§ **What is being asked**
Output every line of the records below as a Markdown table with the columns n and Line. Number the rows in n, and leave out blank lines.

* Start Extracted data *

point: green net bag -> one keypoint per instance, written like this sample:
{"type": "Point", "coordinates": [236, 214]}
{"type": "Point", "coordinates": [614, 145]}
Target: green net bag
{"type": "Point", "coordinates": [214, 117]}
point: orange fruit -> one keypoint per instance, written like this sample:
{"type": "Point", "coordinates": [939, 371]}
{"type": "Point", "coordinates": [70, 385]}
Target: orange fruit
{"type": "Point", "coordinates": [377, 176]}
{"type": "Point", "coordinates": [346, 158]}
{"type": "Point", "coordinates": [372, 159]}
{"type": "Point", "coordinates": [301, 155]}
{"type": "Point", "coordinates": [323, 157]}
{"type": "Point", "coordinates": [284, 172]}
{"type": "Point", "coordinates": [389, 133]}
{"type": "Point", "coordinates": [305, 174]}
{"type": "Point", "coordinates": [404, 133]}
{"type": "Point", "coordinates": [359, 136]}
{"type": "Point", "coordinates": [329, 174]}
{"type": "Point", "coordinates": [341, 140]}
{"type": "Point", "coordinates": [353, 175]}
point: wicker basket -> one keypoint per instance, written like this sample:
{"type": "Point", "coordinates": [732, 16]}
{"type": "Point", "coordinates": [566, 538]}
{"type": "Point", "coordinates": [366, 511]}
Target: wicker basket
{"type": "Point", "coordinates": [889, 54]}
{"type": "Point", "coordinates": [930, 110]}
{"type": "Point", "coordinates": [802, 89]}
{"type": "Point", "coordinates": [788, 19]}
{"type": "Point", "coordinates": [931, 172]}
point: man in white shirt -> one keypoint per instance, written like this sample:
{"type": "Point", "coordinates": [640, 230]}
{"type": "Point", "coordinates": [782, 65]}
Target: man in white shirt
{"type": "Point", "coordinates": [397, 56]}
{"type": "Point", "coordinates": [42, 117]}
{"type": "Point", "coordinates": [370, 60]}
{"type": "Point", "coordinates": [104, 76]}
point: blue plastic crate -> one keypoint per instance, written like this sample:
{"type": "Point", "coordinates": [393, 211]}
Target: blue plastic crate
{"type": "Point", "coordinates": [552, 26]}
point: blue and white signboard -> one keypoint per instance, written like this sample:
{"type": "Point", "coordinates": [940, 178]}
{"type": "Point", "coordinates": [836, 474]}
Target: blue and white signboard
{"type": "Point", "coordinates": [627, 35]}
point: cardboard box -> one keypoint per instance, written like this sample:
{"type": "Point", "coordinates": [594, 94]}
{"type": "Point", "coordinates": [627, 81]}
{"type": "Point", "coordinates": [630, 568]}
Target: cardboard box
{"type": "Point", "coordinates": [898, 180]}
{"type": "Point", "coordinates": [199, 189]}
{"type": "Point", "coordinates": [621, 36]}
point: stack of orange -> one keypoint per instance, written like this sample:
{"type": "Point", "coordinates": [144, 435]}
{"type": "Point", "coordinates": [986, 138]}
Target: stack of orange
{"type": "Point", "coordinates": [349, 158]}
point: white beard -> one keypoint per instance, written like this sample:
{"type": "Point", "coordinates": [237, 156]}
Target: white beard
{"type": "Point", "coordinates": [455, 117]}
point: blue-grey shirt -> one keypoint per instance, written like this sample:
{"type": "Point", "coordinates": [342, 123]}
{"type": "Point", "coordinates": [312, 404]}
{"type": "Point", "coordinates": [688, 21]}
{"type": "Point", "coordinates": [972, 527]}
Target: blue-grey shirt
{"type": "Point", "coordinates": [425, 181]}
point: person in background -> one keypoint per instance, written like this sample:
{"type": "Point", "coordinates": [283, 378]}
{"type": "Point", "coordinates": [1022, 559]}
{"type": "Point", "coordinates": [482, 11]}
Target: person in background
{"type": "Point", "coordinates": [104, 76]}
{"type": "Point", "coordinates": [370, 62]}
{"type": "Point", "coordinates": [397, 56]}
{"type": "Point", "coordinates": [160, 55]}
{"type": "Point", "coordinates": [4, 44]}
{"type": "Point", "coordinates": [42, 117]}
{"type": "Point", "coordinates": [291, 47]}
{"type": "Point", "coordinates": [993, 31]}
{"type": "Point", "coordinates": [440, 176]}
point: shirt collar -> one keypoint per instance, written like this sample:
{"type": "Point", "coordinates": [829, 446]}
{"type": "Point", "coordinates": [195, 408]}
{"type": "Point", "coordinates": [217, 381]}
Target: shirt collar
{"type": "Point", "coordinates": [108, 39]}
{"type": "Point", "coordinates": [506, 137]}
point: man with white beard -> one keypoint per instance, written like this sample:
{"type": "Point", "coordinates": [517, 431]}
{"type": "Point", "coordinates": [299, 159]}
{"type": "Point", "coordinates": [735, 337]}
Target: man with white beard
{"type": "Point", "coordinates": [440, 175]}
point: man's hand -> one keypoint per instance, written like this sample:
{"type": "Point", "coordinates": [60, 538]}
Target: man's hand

* End Extracted data *

§ **Task output**
| n | Line |
|---|---|
| 1 | point: green net bag -> one keypoint per instance, written like this sample: |
| 2 | {"type": "Point", "coordinates": [236, 214]} |
| 3 | {"type": "Point", "coordinates": [614, 145]} |
| 4 | Target: green net bag |
| 5 | {"type": "Point", "coordinates": [214, 117]} |
| 6 | point: orange fruit -> one keypoint per instance, written like this sample: |
| 7 | {"type": "Point", "coordinates": [939, 371]} |
| 8 | {"type": "Point", "coordinates": [70, 385]} |
| 9 | Target: orange fruit |
| 10 | {"type": "Point", "coordinates": [377, 176]} |
| 11 | {"type": "Point", "coordinates": [346, 158]} |
| 12 | {"type": "Point", "coordinates": [372, 159]} |
| 13 | {"type": "Point", "coordinates": [301, 155]} |
| 14 | {"type": "Point", "coordinates": [323, 157]} |
| 15 | {"type": "Point", "coordinates": [284, 172]} |
| 16 | {"type": "Point", "coordinates": [389, 133]} |
| 17 | {"type": "Point", "coordinates": [305, 174]} |
| 18 | {"type": "Point", "coordinates": [404, 133]} |
| 19 | {"type": "Point", "coordinates": [359, 136]} |
| 20 | {"type": "Point", "coordinates": [329, 174]} |
| 21 | {"type": "Point", "coordinates": [341, 140]} |
| 22 | {"type": "Point", "coordinates": [353, 175]} |
| 23 | point: wicker basket -> one keypoint per instance, written like this sample: |
| 24 | {"type": "Point", "coordinates": [732, 16]} |
| 25 | {"type": "Point", "coordinates": [566, 538]} |
| 26 | {"type": "Point", "coordinates": [366, 511]} |
| 27 | Target: wicker basket |
| 28 | {"type": "Point", "coordinates": [889, 54]} |
| 29 | {"type": "Point", "coordinates": [930, 110]} |
| 30 | {"type": "Point", "coordinates": [802, 89]} |
| 31 | {"type": "Point", "coordinates": [788, 19]} |
| 32 | {"type": "Point", "coordinates": [931, 172]} |
| 33 | point: man in white shirt -> one keypoint per instance, written like this sample: |
| 34 | {"type": "Point", "coordinates": [640, 230]} |
| 35 | {"type": "Point", "coordinates": [782, 65]} |
| 36 | Target: man in white shirt |
| 37 | {"type": "Point", "coordinates": [397, 56]} |
| 38 | {"type": "Point", "coordinates": [42, 117]} |
| 39 | {"type": "Point", "coordinates": [370, 60]} |
| 40 | {"type": "Point", "coordinates": [104, 76]} |
| 41 | point: blue plastic crate -> one keypoint per instance, written like this sample: |
| 42 | {"type": "Point", "coordinates": [393, 211]} |
| 43 | Target: blue plastic crate |
| 44 | {"type": "Point", "coordinates": [552, 26]} |
| 45 | point: blue and white signboard -> one keypoint per instance, written like this sample: |
| 46 | {"type": "Point", "coordinates": [940, 178]} |
| 47 | {"type": "Point", "coordinates": [836, 474]} |
| 48 | Target: blue and white signboard |
| 49 | {"type": "Point", "coordinates": [627, 35]} |
| 50 | point: cardboard box -> one keypoint per instance, written like this sample: |
| 51 | {"type": "Point", "coordinates": [594, 94]} |
| 52 | {"type": "Point", "coordinates": [627, 81]} |
| 53 | {"type": "Point", "coordinates": [630, 568]} |
| 54 | Target: cardboard box |
| 55 | {"type": "Point", "coordinates": [898, 180]} |
| 56 | {"type": "Point", "coordinates": [199, 189]} |
| 57 | {"type": "Point", "coordinates": [621, 36]} |
| 58 | point: stack of orange -> one keypoint per instance, written like this sample: |
| 59 | {"type": "Point", "coordinates": [144, 435]} |
| 60 | {"type": "Point", "coordinates": [986, 138]} |
| 61 | Target: stack of orange |
| 62 | {"type": "Point", "coordinates": [349, 158]} |
| 63 | point: white beard -> one keypoint per instance, written like this sample: |
| 64 | {"type": "Point", "coordinates": [237, 156]} |
| 65 | Target: white beard |
| 66 | {"type": "Point", "coordinates": [455, 117]} |
| 67 | point: blue-grey shirt -> one keypoint per instance, written like this sample: |
| 68 | {"type": "Point", "coordinates": [342, 123]} |
| 69 | {"type": "Point", "coordinates": [312, 404]} |
| 70 | {"type": "Point", "coordinates": [688, 21]} |
| 71 | {"type": "Point", "coordinates": [972, 527]} |
| 72 | Target: blue-grey shirt |
| 73 | {"type": "Point", "coordinates": [425, 181]} |
| 74 | point: person in background -> one keypoint per instance, written like this sample: |
| 75 | {"type": "Point", "coordinates": [283, 378]} |
| 76 | {"type": "Point", "coordinates": [1022, 559]} |
| 77 | {"type": "Point", "coordinates": [482, 11]} |
| 78 | Target: person in background |
| 79 | {"type": "Point", "coordinates": [104, 76]} |
| 80 | {"type": "Point", "coordinates": [370, 62]} |
| 81 | {"type": "Point", "coordinates": [397, 56]} |
| 82 | {"type": "Point", "coordinates": [160, 55]} |
| 83 | {"type": "Point", "coordinates": [4, 44]} |
| 84 | {"type": "Point", "coordinates": [42, 117]} |
| 85 | {"type": "Point", "coordinates": [291, 47]} |
| 86 | {"type": "Point", "coordinates": [993, 31]} |
| 87 | {"type": "Point", "coordinates": [440, 176]} |
| 88 | point: shirt collar -> one keypoint per instance, written like this sample: |
| 89 | {"type": "Point", "coordinates": [829, 446]} |
| 90 | {"type": "Point", "coordinates": [195, 408]} |
| 91 | {"type": "Point", "coordinates": [217, 381]} |
| 92 | Target: shirt collar |
| 93 | {"type": "Point", "coordinates": [108, 39]} |
| 94 | {"type": "Point", "coordinates": [506, 137]} |
| 95 | point: man with white beard -> one keypoint per instance, written like this sample: |
| 96 | {"type": "Point", "coordinates": [517, 431]} |
| 97 | {"type": "Point", "coordinates": [299, 159]} |
| 98 | {"type": "Point", "coordinates": [735, 337]} |
| 99 | Target: man with white beard |
| 100 | {"type": "Point", "coordinates": [440, 175]} |
| 101 | point: man's hand -> one keypoint per instance, written like this sample: |
| 102 | {"type": "Point", "coordinates": [60, 538]} |
| 103 | Target: man's hand |